• Problems to work on:
1 – According to the passage on methyl ethyl ketone peroxide below, what reaction is MEKP derived from?
2 – Translate this sentence from the passage on methyl ethyl ketone peroxide below into Spanish: "MEKP is a colorless oily liquid."
3 – Write a continuation of the passage on methyl ethyl ketone peroxide below, picking up after its final sentence.

• Extract to read:
====

Methyl ethyl ketone peroxide (MEKP) is an organic peroxide with the formula [(CH_{3})(C_{2}H_{5})C(O_{2}H)]_{2}O_{2}. MEKP is a colorless oily liquid. It is widely used in vulcanization (crosslinking) of polymers.

It is derived from the reaction of methyl ethyl ketone and hydrogen peroxide under acidic conditions. Several products result from this reaction including a cyclic dimer. The linear dimer, the topic of this article, is the most prevalent and is the form that is typically quoted in the commercially available material.

Solutions of 30 to 40% MEKP are used in industry and by hobbyists as catalyst to initiate the crosslinking of unsaturated polyester resins used in fiberglass, and casting. For this application, MEKP often is dissolved in a phlegmatizer such as dimethyl phthalate, cyclohexane peroxide, or diallyl phthalate to reduce sensitivity to shock. Benzoyl peroxide can be used for the same purpose.

====

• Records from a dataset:

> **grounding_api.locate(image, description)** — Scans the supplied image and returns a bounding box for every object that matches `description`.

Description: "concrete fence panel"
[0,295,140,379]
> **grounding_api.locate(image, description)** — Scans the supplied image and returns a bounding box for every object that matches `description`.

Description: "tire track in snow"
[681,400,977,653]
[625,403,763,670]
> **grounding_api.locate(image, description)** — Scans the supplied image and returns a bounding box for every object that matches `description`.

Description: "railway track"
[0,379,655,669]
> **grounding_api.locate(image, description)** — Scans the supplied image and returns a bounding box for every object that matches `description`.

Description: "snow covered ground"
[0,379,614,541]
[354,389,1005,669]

====

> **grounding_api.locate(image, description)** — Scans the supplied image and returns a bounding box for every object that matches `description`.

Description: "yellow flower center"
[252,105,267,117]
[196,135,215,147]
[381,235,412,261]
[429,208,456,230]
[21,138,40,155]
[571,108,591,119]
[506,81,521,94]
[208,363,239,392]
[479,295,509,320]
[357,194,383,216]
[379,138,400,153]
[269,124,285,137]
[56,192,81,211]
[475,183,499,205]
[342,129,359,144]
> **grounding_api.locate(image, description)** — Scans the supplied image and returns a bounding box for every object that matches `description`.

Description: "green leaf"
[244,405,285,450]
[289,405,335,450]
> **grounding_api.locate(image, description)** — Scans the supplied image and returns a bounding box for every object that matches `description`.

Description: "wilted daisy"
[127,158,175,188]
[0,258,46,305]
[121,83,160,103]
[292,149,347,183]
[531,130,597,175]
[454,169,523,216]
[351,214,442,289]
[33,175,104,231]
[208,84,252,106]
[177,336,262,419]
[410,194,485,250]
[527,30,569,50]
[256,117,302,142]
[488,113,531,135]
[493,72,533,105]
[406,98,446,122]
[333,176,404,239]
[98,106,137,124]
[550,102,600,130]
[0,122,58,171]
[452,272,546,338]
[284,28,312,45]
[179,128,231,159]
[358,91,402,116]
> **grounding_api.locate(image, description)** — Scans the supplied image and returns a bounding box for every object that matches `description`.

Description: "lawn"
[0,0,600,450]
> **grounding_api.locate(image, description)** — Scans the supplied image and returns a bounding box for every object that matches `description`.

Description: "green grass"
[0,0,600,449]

====

• Set of answers:
1 – The reaction of methyl ethyl ketone and hydrogen peroxide under acidic conditions.

2 – El MEKP es un líquido aceitoso incoloro.

3 –
==Safety==
Whereas acetone peroxide is a white powder at STP, MEKP is slightly less sensitive to shock and temperature, and more stable in storage.

MEKP is a severe skin irritant and can cause progressive corrosive damage or blindness.

The volatile decomposition products of MEKP can contribute to the formation of vapor-phase explosions. Ensuring safe storage is important, and the maximum storage temperature should be limited to below 30 °C.